(Position identification records)

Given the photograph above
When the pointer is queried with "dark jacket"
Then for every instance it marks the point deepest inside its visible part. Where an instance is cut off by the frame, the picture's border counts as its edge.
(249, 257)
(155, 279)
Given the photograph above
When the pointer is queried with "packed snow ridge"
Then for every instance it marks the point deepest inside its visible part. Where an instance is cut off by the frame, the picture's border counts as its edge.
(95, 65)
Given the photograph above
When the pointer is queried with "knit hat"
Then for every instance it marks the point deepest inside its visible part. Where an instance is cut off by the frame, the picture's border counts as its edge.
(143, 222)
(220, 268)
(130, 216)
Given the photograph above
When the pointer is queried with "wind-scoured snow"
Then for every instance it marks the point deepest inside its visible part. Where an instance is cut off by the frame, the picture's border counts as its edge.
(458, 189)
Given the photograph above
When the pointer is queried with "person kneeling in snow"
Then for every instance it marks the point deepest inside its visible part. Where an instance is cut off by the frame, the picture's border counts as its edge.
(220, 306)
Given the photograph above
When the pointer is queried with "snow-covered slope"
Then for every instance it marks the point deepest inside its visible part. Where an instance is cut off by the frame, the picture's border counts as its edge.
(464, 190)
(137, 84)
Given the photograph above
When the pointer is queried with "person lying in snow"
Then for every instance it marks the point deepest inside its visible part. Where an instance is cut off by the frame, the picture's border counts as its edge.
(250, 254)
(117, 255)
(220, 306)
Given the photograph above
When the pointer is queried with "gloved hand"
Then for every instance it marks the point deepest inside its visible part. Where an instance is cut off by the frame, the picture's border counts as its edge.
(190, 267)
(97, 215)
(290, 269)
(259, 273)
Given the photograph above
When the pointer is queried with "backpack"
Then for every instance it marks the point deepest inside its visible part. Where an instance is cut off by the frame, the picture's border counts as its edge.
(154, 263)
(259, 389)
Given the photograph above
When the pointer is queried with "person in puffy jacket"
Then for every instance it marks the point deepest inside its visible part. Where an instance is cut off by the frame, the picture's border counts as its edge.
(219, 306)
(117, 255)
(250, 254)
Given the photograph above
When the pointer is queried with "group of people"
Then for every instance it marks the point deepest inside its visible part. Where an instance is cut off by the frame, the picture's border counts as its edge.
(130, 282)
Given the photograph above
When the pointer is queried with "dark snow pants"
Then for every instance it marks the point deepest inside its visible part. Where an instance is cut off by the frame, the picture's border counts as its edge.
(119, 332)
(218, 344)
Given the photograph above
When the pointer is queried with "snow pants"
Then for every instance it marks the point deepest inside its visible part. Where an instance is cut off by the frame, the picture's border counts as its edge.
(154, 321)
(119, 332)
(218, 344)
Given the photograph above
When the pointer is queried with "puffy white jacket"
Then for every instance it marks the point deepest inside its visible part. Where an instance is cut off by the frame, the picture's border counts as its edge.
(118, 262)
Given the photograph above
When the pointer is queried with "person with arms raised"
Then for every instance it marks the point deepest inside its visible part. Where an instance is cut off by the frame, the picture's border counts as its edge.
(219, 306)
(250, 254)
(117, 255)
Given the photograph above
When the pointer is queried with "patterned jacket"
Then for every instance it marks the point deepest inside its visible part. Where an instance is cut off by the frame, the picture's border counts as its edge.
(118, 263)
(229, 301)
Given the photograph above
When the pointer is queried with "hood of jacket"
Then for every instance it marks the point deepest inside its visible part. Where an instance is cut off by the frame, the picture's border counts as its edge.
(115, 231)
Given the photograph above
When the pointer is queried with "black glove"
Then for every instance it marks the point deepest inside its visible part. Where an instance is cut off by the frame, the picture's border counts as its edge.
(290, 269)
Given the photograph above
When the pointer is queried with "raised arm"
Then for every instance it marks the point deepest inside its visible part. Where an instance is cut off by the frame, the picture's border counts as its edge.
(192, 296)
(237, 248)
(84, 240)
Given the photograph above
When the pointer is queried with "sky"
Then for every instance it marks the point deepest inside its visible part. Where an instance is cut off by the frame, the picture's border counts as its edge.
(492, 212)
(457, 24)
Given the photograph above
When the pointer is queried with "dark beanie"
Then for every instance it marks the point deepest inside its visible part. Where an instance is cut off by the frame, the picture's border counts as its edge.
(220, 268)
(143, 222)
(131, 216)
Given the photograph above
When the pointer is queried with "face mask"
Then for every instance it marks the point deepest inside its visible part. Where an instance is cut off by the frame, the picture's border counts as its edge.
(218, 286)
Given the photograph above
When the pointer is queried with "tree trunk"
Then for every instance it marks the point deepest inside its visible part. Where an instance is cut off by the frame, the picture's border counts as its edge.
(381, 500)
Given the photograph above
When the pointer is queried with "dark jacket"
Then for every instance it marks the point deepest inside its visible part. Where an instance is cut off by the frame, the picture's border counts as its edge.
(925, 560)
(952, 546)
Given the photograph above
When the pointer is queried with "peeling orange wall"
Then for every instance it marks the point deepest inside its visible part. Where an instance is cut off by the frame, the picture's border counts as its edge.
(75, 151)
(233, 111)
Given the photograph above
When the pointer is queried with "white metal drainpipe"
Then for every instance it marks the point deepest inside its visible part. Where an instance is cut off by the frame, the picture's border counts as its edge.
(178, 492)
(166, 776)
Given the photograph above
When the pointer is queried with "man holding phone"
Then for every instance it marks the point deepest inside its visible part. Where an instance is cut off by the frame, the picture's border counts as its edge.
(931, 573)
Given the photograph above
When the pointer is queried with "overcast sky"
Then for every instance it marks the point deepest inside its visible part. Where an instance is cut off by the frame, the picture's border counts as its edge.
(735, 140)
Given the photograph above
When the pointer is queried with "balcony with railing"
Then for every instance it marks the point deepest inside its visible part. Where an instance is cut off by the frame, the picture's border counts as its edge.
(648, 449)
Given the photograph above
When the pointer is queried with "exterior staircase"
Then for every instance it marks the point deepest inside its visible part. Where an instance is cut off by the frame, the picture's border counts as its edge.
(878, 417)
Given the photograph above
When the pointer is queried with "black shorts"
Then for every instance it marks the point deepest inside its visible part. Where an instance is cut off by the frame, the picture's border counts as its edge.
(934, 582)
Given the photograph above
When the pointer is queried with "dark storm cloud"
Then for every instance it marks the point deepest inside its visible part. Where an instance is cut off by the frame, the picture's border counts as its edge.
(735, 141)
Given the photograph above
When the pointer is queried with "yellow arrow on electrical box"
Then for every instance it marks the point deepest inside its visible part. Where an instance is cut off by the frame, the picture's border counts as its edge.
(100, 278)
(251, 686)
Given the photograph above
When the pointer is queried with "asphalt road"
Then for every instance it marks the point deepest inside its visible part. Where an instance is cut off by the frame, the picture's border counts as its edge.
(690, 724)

■ REQUIREMENTS
Every record should be repeated exactly; please leave none out.

■ EXERCISE OUTPUT
Given the photograph above
When the pointer is queried with "dark jacket"
Then for every instance it marks the point deepest inside its visible part. Where an instance is cut off by the frame, the picture's border counts as its edge.
(249, 257)
(155, 279)
Given the photograph above
When the pointer is queried with "packed snow ridge"
Then for every instance it marks the point deepest inside its visible part. Where an instance is cut off by the frame, the picture's border counts as its edge.
(95, 65)
Given the photograph above
When the pointer is queried with "knit hat"
Then for every instance it marks the point deepest inside its visible part. Where an instance is cut off by the frame, the picture's border counts as its edge.
(143, 222)
(220, 268)
(130, 216)
Given the photograph above
When the pointer is queried with "wind-scoured snow"
Then for every instance it marks the point deepest inside its visible part. Where an instance is cut off by the frame, the picture's border counts as its edge.
(458, 189)
Given the photograph above
When the pointer is queried with "person kneeling in snow"
Then for every instance it marks the point deepest inside its visible part. Where an instance is cut off by the frame, the picture's border counts as its edge.
(220, 306)
Given the photograph above
When the pointer is queried with "snow-covered slope"
Then for every instance it marks the point deepest inside its visible part. Where an instance is cut off by the frame, the picture's border counts as its edge.
(464, 190)
(137, 84)
Given the photograph above
When the pointer is queried with "person lying in snow"
Then for every instance it marks the point deepest inside its visible part. Where an instance is cut off by the frame, the picture's border counts as its edge.
(250, 254)
(117, 255)
(220, 306)
Given the photograph above
When the pointer is queried with "gloved hand"
Then for every instance it marks the point deepest inside its visible part. Where an instance is cut off by the frame, the picture's border counts as its edge.
(190, 267)
(97, 215)
(290, 269)
(259, 273)
Given the photograph above
When the pointer is queried with "backpack"
Then for every instance it marks the point deepest inside its visible part. Where an instance is cut off by the frame, the picture's border counts as its edge.
(154, 263)
(259, 389)
Given the photograph above
When the pointer is queried with "person in puffy jacket"
Then for every instance it marks the point deepest inside its visible part. Where an instance is cut off by the frame, the picture's border counts as its edge.
(219, 306)
(117, 255)
(250, 254)
Given the photograph above
When the pointer is queried with "group of people"
Then for every instance it marks the point deepest inside its visible part. Where an instance is cut off by the frame, the picture's border counts as its edge.
(130, 282)
Given the photograph above
When the pointer is queried with "dark snow pants"
Then for every instance it marks the point deepest inside its visible part. Where an instance is cut off by the frame, the picture's border counts as its edge.
(119, 332)
(218, 344)
Given the photograph above
When the pointer is queried with "snow pants"
Then for every instance it marks the point deepest inside its visible part. Where an instance is cut off by the frame, the picture's border counts as its edge.
(154, 321)
(119, 332)
(218, 344)
Given the photograph above
When the pointer is queried with "puffy white jacket"
Then for every instance it marks the point deepest inside its visible part. Where an instance is cut off by the frame, the picture's border counts as its edge.
(118, 262)
Given the photograph above
When the pointer is queried with "person with arms raised"
Then for every instance it marks the point deepest inside its visible part. Where an instance is cut off by the frame, the picture's border counts as its edge.
(219, 306)
(250, 254)
(117, 255)
Given the photograph above
When the pointer is queried with "patterned jacket"
Then for every instance it marks the point deepest inside its visible part. Where an instance is cut off by the frame, the picture's border counts as its edge.
(118, 263)
(229, 301)
Given the photograph above
When the pointer is queried with "hood of jacket"
Then for every instance it marks the point deepest inside its visible part. Where an instance is cut off by the frame, the picture's border counts as its edge.
(115, 231)
Given the photograph above
When the pointer is queried with "black glove"
Then for every instance it marks the point deepest inside its visible part. Where an instance is cut off by the frame, the picture's border counts as its edge.
(290, 269)
Given the photograph above
When the pointer is queried with "raised arm"
Then for every instance it marks the point deepest inside its visible part. Where an instance is cut off by the frame, the picture's border counts as its edge.
(192, 296)
(237, 248)
(84, 240)
Given the photograph above
When the pointer is queried with "sky"
Then for every instance it marks the point deepest inside its visible part. Where an instance is cut off by the frame, the picture's border counts as its edge.
(492, 212)
(457, 24)
Given the photograph above
When the pointer is queried with "dark beanie"
Then for every instance it marks the point deepest inside its visible part. Where an instance is cut off by the frame, the picture's border counts as its edge.
(220, 268)
(143, 222)
(131, 216)
Given the photograph above
When the pointer is queried with "face mask"
Then for every instance it marks the point deepest inside its visible part. Where an instance is cut off by the frame, the picture's border counts as its edge.
(218, 286)
Given the photograph above
When the pointer is queried with "tree trunk"
Then for every instance it marks the point deepest inside its visible part. Where an instance is cut off by the frame, the picture's border counts as its edge.
(381, 500)
Given the photograph above
When the pointer is queried with "dark jacket"
Then for every instance it marks the point deepest inside its visible part. Where an instance is cut off by the frame, the picture's border counts as its edge.
(925, 560)
(952, 546)
Given the photograph above
When the pointer is queried with "peeling orange wall"
Then for every instance it marks the point deepest inside its visible part. Where an instance is cut off by the frame, the picture's border counts as its edge.
(75, 151)
(233, 111)
Given the photograph above
When the pointer is queried with "white metal drainpipe"
Then for every instance it marks the point deepest inside its visible part. Where an instance is cut off by the frame, the picture's border counts as its edge.
(178, 492)
(166, 776)
Given the photograph above
When the pointer is queried with "man holding phone"
Then for every instance it marks the point deepest inside its visible part. Where an instance is cut off by the frame, the picture's border counts as its edge.
(931, 573)
Given the photograph above
When the pointer is queried with "overcast sky"
Then for every instance it marks the point deepest inside its visible part. Where an instance is cut off by the frame, the picture's border counts as its edge.
(735, 140)
Given the photograph above
When the pointer is queried with "balcony with railing"
Then for every instance it marks the point deepest inside its visible part. Where an instance is cut off by the frame, the picture's border counts as its edge.
(648, 449)
Given the photograph above
When the pointer is queried with "exterior staircase"
Then for every instance it marks the point deepest inside its visible part. Where an instance is cut off by the frame, the picture's border counts as its edge.
(878, 417)
Given the photograph above
When the pointer is queried with "black shorts"
Then for every instance it marks the point deepest inside its visible part. Where an instance is cut off by the frame, the picture's border counts as its edge.
(934, 582)
Given the photograph above
When the pointer is queried with "dark storm cloud"
Then for every instance it marks the point deepest inside its visible part. Where an instance is cut off by the frame, the picture's border counts as its edge.
(735, 141)
Given the photograph above
When the pointer is queried with "yellow arrow on electrical box"
Then for every instance it marks the point deepest inside its visible part. Where an instance is cut off by the frame, the picture's border counts as its edge.
(100, 278)
(251, 686)
Given the photograph above
When the pointer is queried with "asphalt road"
Then for every instance it marks the point deepest inside its visible part. Where an instance is cut off by the frame, the picture's border counts as its edge.
(690, 724)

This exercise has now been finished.